▶ **ASSIGNMENT**:
Look below for the line containing "TARGET = red lantern"; write out that line and each one after it to the end, exactly, and nothing else.

(Natural-language object grounding data)
►
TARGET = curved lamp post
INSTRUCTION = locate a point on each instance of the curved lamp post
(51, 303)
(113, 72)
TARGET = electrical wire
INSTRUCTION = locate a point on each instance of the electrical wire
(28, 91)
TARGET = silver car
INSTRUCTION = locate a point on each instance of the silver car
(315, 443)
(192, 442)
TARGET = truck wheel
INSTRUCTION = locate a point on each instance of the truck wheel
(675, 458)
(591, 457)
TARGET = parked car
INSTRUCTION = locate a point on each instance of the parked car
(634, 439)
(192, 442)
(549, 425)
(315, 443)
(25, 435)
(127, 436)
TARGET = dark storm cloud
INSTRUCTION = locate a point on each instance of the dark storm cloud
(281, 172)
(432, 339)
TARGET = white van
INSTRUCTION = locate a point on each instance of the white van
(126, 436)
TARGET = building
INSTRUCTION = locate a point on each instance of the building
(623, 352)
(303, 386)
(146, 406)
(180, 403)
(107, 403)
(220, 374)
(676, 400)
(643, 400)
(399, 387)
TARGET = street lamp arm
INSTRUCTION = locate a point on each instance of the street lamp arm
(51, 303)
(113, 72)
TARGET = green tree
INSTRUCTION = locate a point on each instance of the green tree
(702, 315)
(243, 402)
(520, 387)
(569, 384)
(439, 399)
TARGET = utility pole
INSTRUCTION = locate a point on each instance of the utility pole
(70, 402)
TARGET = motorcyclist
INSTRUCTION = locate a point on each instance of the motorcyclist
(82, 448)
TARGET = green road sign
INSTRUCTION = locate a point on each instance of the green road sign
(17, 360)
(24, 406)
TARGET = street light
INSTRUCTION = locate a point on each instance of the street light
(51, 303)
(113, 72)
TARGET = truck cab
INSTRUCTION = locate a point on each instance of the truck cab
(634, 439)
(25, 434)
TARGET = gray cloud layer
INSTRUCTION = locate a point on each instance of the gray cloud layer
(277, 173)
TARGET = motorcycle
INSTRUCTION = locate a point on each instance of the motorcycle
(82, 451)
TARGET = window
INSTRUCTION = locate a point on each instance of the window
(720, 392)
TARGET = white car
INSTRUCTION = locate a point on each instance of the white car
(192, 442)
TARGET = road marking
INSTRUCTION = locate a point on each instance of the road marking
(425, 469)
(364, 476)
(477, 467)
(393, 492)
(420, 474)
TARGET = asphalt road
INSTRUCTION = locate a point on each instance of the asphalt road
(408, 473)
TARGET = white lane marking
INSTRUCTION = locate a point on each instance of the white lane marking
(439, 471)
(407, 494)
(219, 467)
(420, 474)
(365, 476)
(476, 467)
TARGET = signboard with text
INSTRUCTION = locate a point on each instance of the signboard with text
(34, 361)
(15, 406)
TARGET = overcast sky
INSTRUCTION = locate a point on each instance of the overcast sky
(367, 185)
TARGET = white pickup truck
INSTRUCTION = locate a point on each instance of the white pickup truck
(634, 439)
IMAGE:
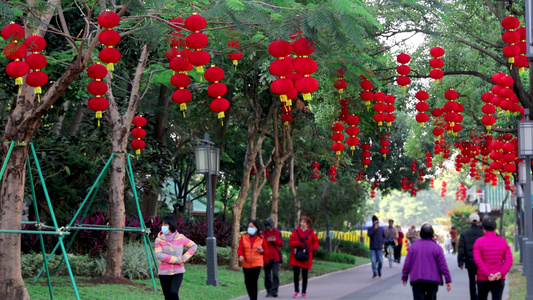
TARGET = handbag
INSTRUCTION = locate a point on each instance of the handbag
(302, 254)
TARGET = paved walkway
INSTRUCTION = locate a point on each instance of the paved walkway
(357, 283)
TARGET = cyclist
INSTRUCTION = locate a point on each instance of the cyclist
(391, 240)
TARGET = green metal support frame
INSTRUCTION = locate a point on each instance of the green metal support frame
(89, 198)
(57, 231)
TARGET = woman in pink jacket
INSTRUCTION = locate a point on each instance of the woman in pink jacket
(493, 258)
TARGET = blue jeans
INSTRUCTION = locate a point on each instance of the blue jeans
(376, 256)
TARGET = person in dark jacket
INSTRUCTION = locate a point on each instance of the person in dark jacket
(376, 235)
(273, 259)
(425, 264)
(465, 255)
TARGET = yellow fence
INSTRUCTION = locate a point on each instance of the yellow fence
(352, 236)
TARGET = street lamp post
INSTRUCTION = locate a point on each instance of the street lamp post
(208, 162)
(525, 151)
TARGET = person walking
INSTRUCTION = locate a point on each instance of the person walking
(493, 259)
(273, 259)
(399, 245)
(169, 246)
(465, 255)
(447, 243)
(304, 242)
(453, 235)
(425, 264)
(376, 235)
(391, 238)
(252, 249)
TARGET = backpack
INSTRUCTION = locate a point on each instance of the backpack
(299, 253)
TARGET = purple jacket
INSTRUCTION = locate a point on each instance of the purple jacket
(425, 261)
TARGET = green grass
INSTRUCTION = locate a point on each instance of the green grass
(517, 282)
(193, 287)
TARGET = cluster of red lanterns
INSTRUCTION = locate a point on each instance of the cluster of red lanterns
(422, 107)
(429, 160)
(332, 173)
(436, 63)
(16, 51)
(305, 66)
(443, 189)
(511, 37)
(379, 107)
(109, 38)
(366, 155)
(316, 171)
(138, 133)
(384, 143)
(216, 90)
(366, 95)
(389, 109)
(352, 131)
(403, 70)
(282, 67)
(235, 55)
(97, 88)
(340, 84)
(36, 61)
(337, 137)
(520, 61)
(460, 195)
(196, 41)
(452, 112)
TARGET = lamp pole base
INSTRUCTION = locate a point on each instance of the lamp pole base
(211, 258)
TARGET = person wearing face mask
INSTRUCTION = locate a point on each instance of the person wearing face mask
(252, 249)
(273, 259)
(169, 246)
(303, 238)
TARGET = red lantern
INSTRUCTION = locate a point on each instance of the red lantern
(110, 56)
(108, 19)
(109, 38)
(195, 23)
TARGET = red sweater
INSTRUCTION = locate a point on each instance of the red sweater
(274, 246)
(312, 245)
(492, 254)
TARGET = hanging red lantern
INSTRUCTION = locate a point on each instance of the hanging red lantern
(109, 37)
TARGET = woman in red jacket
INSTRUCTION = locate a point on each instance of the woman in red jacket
(493, 258)
(252, 248)
(302, 238)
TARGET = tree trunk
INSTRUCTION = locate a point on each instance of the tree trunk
(292, 189)
(12, 195)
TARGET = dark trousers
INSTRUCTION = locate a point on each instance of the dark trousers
(272, 277)
(305, 273)
(484, 287)
(425, 291)
(171, 285)
(398, 253)
(251, 278)
(472, 278)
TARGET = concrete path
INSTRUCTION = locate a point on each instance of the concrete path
◄
▶ **SOLVED PROBLEM**:
TARGET = red lantern
INSTRUCTION = locate a point on each instance of the red lantern
(110, 56)
(108, 19)
(109, 38)
(195, 23)
TARGET = red sweater
INSTRUCTION = locate a point on each instance of the red sweater
(274, 246)
(312, 245)
(492, 254)
TARGET = hanging red lantern
INSTRUCTION = locate a point on each instance of the hanging red lantern
(109, 37)
TARGET = woman in red jacket
INSTRUCTION = locate a point on each instance of the woman in red jacket
(493, 258)
(252, 248)
(302, 238)
TARGET = tree trunk
INSTRUCTION = locate a point on each instance of the tree trunk
(292, 189)
(12, 195)
TARGET = dark trousers
INSTRUCTION = locate a point on each instance of the dark trousers
(272, 277)
(305, 273)
(484, 287)
(425, 291)
(171, 285)
(398, 253)
(251, 278)
(472, 278)
TARGET = concrete path
INSTRUCTION = locate a point on each instance of the concrete path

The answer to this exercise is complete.